**ARBEITSAUFTRAG 1:** Beantworte anhand des Textes über autofreie Räume, wodurch ein Großteil des öffentlichen Raums in Städten derzeit belegt ist.
**ARBEITSAUFTRAG 2:** Gib aus dem Text über autofreie Räume alles von „Von Straßen zu“ bis hinunter zu „Motive dahinter stecken.“ wortgetreu wieder.

**TEXTAUSZUG:**
Von Straßen zu Plätzen: Konflikte durch temporäre Umgestaltungen zu autofreien Räumen und dahinterliegende Motive und Emotionen verstehen
Abstract
Aktuell ist ein Großteil des öffentlichen Raums in Städten durch den fließenden und ruhenden Autoverkehr belegt. Wird der Verkehr im Rahmen der Mobilitätswende künftig verstärkt auf Verkehrsmittel des Umweltverbunds verlagert, werden gleichzeitig Flächen der knappen Ressource des öffentlichen Raums für andere Nutzungen frei. Zudem kann die Mobilitätswende durch die bewusste Zuteilung des öffentlichen Raums für nachhaltige Verkehrsarten gezielt gefördert werden. Allerdings läuft die Neuordnung des Raumes nicht ohne Konflikte ab. Hierbei stellt sich die Frage, wodurch diese Konflikte entstehen und welche Einstellungen und Motive dahinter stecken.

**EINGABEDATEN:**

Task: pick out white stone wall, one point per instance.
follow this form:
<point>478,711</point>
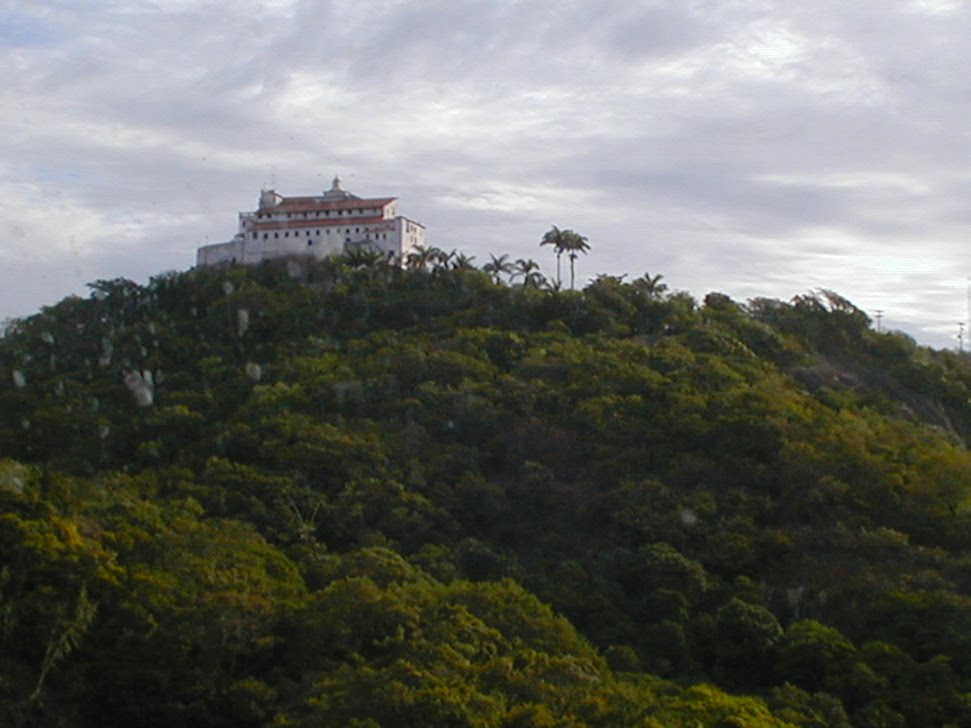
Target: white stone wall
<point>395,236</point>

...

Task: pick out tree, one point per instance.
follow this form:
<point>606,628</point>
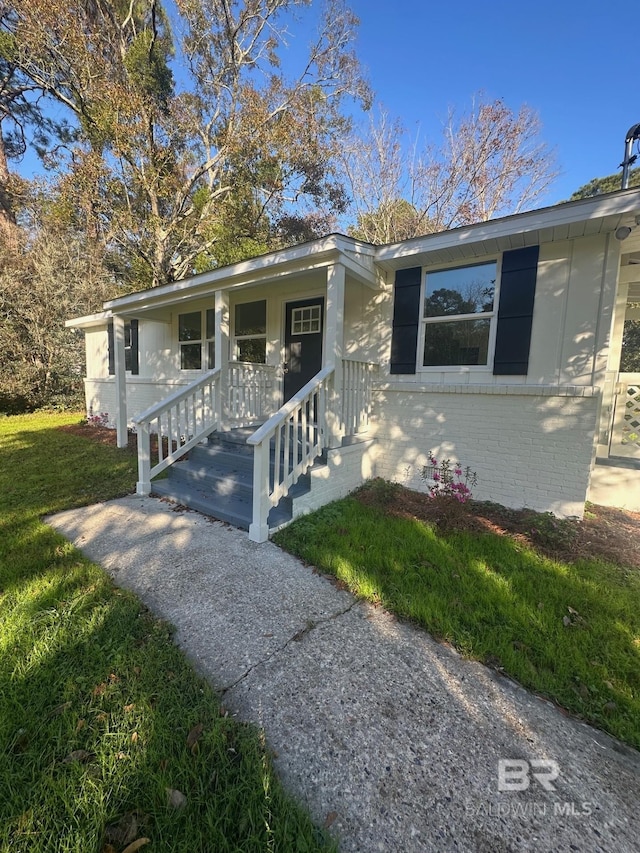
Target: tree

==

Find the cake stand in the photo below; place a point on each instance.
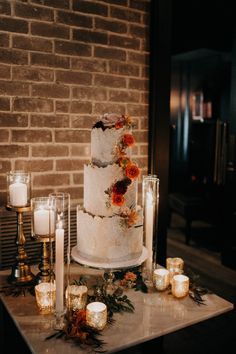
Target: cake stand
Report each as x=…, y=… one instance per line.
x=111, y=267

**ERGEBNIS DER AUFGABE 1:** Durch den fließenden und ruhenden Autoverkehr.

**ERGEBNIS DER AUFGABE 2:**
Von Straßen zu Plätzen: Konflikte durch temporäre Umgestaltungen zu autofreien Räumen und dahinterliegende Motive und Emotionen verstehen
Abstract
Aktuell ist ein Großteil des öffentlichen Raums in Städten durch den fließenden und ruhenden Autoverkehr belegt. Wird der Verkehr im Rahmen der Mobilitätswende künftig verstärkt auf Verkehrsmittel des Umweltverbunds verlagert, werden gleichzeitig Flächen der knappen Ressource des öffentlichen Raums für andere Nutzungen frei. Zudem kann die Mobilitätswende durch die bewusste Zuteilung des öffentlichen Raums für nachhaltige Verkehrsarten gezielt gefördert werden. Allerdings läuft die Neuordnung des Raumes nicht ohne Konflikte ab. Hierbei stellt sich die Frage, wodurch diese Konflikte entstehen und welche Einstellungen und Motive dahinter stecken.